* BEGIN Information supplied *
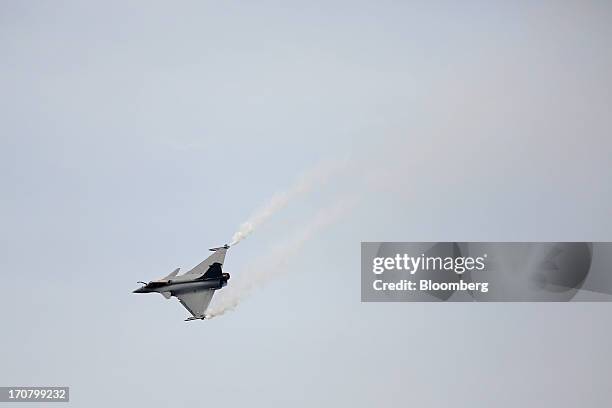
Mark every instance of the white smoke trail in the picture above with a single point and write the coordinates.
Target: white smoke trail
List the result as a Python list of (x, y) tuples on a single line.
[(275, 262), (309, 180)]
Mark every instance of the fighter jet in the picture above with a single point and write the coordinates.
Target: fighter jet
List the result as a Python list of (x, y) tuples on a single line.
[(195, 288)]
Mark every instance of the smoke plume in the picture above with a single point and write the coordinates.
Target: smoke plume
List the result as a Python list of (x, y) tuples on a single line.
[(277, 260), (309, 180)]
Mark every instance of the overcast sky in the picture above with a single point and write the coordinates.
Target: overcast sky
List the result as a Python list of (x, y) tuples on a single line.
[(134, 137)]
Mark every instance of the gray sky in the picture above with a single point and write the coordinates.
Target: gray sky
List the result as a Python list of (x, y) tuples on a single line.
[(134, 137)]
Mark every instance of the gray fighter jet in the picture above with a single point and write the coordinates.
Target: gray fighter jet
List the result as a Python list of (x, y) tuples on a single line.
[(195, 288)]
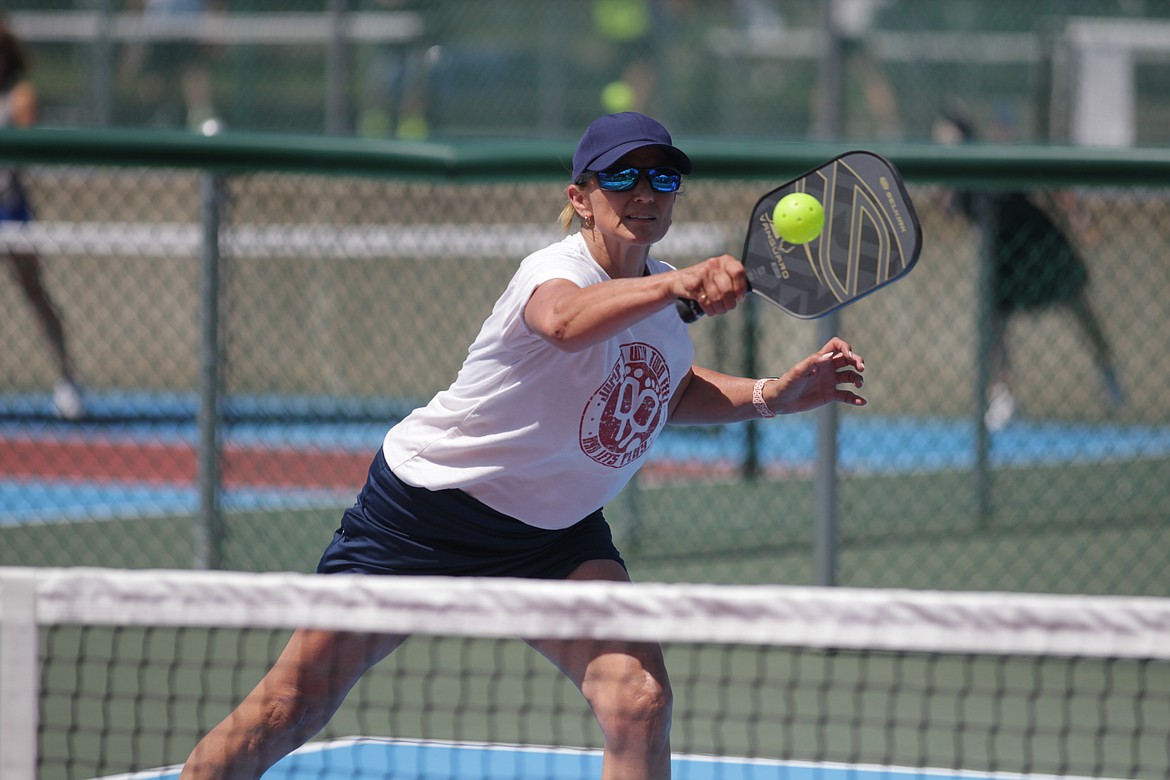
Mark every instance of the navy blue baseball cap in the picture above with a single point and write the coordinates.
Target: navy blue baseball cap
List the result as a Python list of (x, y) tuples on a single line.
[(610, 137)]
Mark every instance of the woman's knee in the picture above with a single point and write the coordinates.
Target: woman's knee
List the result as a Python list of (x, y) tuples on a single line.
[(632, 694)]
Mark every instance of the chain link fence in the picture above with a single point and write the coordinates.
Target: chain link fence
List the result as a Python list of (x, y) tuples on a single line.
[(1094, 71), (339, 302)]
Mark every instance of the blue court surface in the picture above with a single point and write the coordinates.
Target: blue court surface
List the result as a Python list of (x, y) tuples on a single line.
[(351, 758), (868, 444)]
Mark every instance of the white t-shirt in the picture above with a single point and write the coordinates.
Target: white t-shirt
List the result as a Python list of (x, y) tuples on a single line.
[(534, 432)]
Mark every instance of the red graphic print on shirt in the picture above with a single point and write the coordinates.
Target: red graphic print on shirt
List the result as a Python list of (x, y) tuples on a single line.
[(625, 414)]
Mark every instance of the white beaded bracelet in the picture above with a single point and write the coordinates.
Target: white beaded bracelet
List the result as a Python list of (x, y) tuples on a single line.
[(757, 397)]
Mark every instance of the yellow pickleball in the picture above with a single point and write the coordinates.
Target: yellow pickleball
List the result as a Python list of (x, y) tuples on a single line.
[(798, 218)]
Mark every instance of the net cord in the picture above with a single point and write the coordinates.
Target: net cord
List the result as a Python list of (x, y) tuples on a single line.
[(892, 620)]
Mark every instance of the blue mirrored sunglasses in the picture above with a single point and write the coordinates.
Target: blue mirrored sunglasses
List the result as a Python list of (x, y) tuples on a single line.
[(626, 179)]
* END Information supplied *
[What to produce]
Format every line of the rows above as a JSON list of strings, one string per line, skipping blank lines and leaving out the pictures.

[Written solution]
[
  "Mark every instance of the white smoke trail in the picture above with a single point and write the coordinates.",
  "Target: white smoke trail",
  "List the result as a Python list of (x, y) tuples on a single line.",
  "[(275, 262), (309, 180)]",
  "Mark every instance of the fighter jet in the picture above with a single point and write the coordinates.",
  "Target: fighter jet",
  "List the result as a Python list of (x, y) tuples on a single line.",
  "[(195, 288)]",
  "Mark every instance of the smoke plume in the picture above with a single point and write the coordinates.",
  "Target: smoke plume",
  "List the result as a Python list of (x, y) tuples on a single line.",
  "[(277, 260), (309, 180)]",
  "Mark every instance of the overcast sky in the picture above with a single point and write the coordinates.",
  "Target: overcast sky",
  "List the result as a Python list of (x, y) tuples on a single line.",
  "[(134, 137)]",
  "Mark every instance of the gray sky in the picture above with a single point and write the coordinates.",
  "Target: gray sky",
  "List the result as a Python list of (x, y) tuples on a single line.",
  "[(134, 137)]",
  "Mark every instance of the gray fighter jet in the picture above with a single point and write the coordinates.",
  "Target: gray fighter jet",
  "List the result as a Python list of (x, y) tuples on a single line.",
  "[(195, 288)]",
  "Mark every instance of the navy blue baseball cap in the picture above with a single point and write the coordinates.",
  "Target: navy blue baseball cap",
  "List the result as a Python list of (x, y) tuples on a single line.",
  "[(610, 137)]",
  "Mark every instance of the woman's knee in the picture above with a single point and write the coordinates.",
  "Target: woman's knee",
  "List the result as a Python list of (x, y) tuples on a single line.",
  "[(632, 694)]",
  "Mark every instance of the chain link fence in the picture above with a single point and write the coordinates.",
  "Target: chain link fence",
  "List the result as a Python list of (x, y) tuples on a single line.",
  "[(1094, 71), (339, 302)]",
  "Mark every instance of the blue court surface in the picture above with a single point and write the coordinates.",
  "Target: blue court surface",
  "List the result as a Python list of (x, y) tuples on a single line.",
  "[(351, 758), (868, 444)]",
  "Mark every instance of the white t-shirt in the picture above with a single point and write the coordinates.",
  "Target: white t-shirt",
  "List the result as a Python list of (x, y) tuples on a single line.",
  "[(534, 432)]",
  "Mark every instance of the red graphic print on shirt in the picture above with a single point and write the coordinates.",
  "Target: red graphic print on shirt",
  "List the result as a Python list of (x, y) tuples on a single line.",
  "[(625, 414)]",
  "Mark every instance of the white beaded bracelet in the picture above with a single point and write the coordinates.",
  "Target: white beaded bracelet",
  "List the result as a Python list of (x, y) tuples on a single line.",
  "[(757, 397)]",
  "Mark every instance of the yellow pickleball in the picture above with a single point and write the coordinates.",
  "Target: yellow pickleball",
  "List the result as a Python list of (x, y) tuples on a single line.",
  "[(798, 218)]",
  "Mark every instance of the net cord in the picture above with a single point and write the coordinates.",
  "Target: net cord",
  "List the result as a Python list of (x, y) tuples on a single line.",
  "[(892, 620)]",
  "Mark every instance of the blue mirrored sunglasses in the picture above with a single point and write the coordinates.",
  "Target: blue mirrored sunglasses",
  "List the result as a Python list of (x, y) tuples on a single line.",
  "[(626, 179)]"
]